**Problem:** Nothing but a number should be given: how many lines of the records include "negative"?

--- Data provided Enclosed Below ---

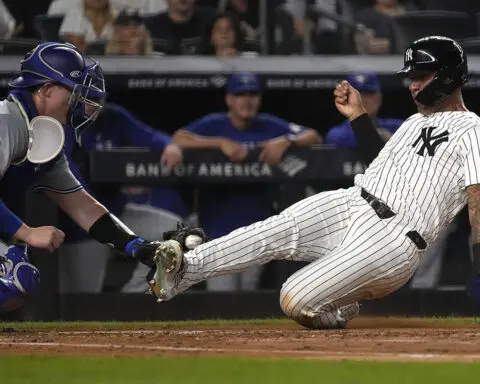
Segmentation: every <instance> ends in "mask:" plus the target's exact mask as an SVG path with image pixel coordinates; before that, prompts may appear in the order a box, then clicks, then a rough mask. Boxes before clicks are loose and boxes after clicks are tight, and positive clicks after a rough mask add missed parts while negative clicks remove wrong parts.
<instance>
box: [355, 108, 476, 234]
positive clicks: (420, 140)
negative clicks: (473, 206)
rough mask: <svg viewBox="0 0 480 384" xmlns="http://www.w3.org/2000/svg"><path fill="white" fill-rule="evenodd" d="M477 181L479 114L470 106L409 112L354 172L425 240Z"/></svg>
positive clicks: (432, 232)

--- End of Enclosed Data provided ---

**Solution to the problem:** 2